▶ **Passage given**:
In 1969 the group's newly acquired manager, Tom Surman, aka Cossie, negotiated a contract for the entire band with RCA. The Mind Garage recorded two albums and two singles in New York, Chicago and Nashville studios.

Armed Forces Radio and Television Service entertained troops at home and abroad in Vietnam with the music of the Mind Garage and other artists such as Gary Lewis, Bob Seger, and Percy Faith. The Mind Garage often appeared with groups such as Canned Heat, Sly and the Family Stone, Paul Butterfield, all of whom played at Woodstock 1969.

===Hiatus===
The Mind Garage declined the invitation to perform at Woodstock in 1969. In 1970, when their recording contract was about to expire, RCA offered to renew it but the band declined. Without explanation they walked away from a recording career, and simply stopped playing. The band never officially broke up. There was no press release, and no dispute among members, or management. Drummer Ted Smith, acknowledged by Zildjian as one of the best drummers in the world, continued his career with the Spinners as tour drummer for the next several decades, and can be heard on the Spinners "LIVE" album (Atlantic SD 2-910-1198).

===Reunion===

Mind Garage at Goodstock Music Festival

In 2007 all five original band members reunited for a music festival. The Father of Woodstock Artie Kornfeld teamed up with Larry McClurg to promote Goodstock Music Festival, reported Pollstar.

According to Kornfeld, "I consider Goodstock to be the first real attempt to have another 3 days of peace and music". "When everybody's doing Woodstocks in 2009, I'm going to be doing Goodstock -The Woodstock Reunion 2009, and that's my dream for Larry and I to have."

▶ **Required work**:
A. Decide whether each statement agrees with the Mind Garage passage, and back each yes or no with the deciding words from it, quoted exactly. (i) The band accepted RCA's offer to renew its contract in 1970. (ii) All five original members came back together in 2007. (iii) The Mind Garage played at Woodstock in 1969.
B. Resume the Mind Garage passage, picking up right after its final sentence.
The rows come from a different source than the Mind Garage passage.

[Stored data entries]

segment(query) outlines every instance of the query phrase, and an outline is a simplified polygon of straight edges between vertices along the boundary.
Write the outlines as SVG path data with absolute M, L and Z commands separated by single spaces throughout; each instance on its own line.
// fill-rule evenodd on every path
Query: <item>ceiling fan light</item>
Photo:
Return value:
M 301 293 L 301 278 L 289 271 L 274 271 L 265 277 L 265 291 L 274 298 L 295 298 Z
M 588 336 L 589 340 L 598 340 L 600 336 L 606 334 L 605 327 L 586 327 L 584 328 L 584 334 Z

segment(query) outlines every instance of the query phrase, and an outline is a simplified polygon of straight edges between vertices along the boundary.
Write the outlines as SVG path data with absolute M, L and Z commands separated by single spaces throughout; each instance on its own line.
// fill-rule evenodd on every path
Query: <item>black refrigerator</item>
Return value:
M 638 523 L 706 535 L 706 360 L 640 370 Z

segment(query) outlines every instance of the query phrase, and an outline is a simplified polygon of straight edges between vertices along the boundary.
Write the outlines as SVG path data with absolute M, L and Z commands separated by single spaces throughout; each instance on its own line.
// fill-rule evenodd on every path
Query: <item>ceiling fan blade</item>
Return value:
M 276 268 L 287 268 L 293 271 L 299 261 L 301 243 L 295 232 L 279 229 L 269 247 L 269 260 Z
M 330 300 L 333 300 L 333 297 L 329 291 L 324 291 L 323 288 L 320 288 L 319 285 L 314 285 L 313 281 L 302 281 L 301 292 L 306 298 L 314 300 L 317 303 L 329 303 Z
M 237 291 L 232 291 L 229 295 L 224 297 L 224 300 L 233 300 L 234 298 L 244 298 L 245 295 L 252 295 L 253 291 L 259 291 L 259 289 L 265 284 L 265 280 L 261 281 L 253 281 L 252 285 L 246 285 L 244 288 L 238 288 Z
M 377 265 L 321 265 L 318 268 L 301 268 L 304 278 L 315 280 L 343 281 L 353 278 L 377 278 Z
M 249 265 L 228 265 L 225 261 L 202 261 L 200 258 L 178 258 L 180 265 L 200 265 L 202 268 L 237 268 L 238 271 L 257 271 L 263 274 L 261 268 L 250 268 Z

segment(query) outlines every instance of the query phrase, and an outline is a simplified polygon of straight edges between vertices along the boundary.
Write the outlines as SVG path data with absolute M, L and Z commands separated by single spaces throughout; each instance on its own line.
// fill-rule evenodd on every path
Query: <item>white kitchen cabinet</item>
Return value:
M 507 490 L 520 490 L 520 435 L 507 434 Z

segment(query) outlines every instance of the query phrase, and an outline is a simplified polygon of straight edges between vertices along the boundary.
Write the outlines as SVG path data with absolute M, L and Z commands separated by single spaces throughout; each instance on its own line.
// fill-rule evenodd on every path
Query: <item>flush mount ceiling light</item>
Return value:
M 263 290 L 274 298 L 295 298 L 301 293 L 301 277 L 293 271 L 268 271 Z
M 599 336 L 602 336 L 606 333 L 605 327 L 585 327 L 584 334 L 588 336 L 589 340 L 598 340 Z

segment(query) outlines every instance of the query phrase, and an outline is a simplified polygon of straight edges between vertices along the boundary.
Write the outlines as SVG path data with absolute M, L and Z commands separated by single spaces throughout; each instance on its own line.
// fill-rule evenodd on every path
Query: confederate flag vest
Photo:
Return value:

▶ **Answers to each task**:
A.
(i) No: "RCA offered to renew it but the band declined."
(ii) Yes: "In 2007 all five original band members reunited for a music festival."
(iii) No: "The Mind Garage declined the invitation to perform at Woodstock in 1969."

B.
==Significance==
Christian rock music did not exist in 1967 for mainstream American media. As alternative styles of music developed "...Christian Rock Music began in the 1970s when a group known as the Mind Garage recorded "Electric Liturgy". The Mind Garage is perhaps the first Christian Rock band, with documentation going back to 1967 in local media and national magazines and newspapers and television such as The Village Voice, Billboard and Rolling Stone magazine, ABC and NBC TV. "Today original records from many of the original Jesus Rock bands like The Mind Garage (arguably the first band of its kind), Aslan, Selah, The Concrete Rubber Band, and Agape go for hundreds of dollars to collectors...".

For as little time as the Mind Garage performed, their original, unique style and energy had a ripple effect that reached the Punk era and new wave music and beyond. The late 1970s group The Fleshtones refer to the Mind Garage as an influence. Noted folk rock musician John Denver acknowledged each member of the Mind Garage for contributing to his 1982 album, Seasons of the Heart.

== Members ==
- Larry McClurg – lead vocals, background vocals
- John Vaughan – lead guitar
- Ted Smith – drums, background vocals
- Jack Bond – keyboards, background vocals
- Norris Lytton – bass guitar, background vocals, saxophone

==Discography==
- "Asphalt Mother" / "Reach Out" (Morning Glori Music [45rpm single] 1000, 1968)
- Mind Garage (RCA Victor [LP] LSP-4218, 1969)
- "What's Behind Those Eyes" / "There Was a Time" (RCA Victor [45rpm single] 47-9755, 1969)
- Mind Garage Again! – The Electric Liturgy (RCA Victor [LP] LSP-4319, 1970)
- "Tobacco Road"/ "Jailhouse Rock" (RCA Victor [45rpm single] 47-9812, 1970)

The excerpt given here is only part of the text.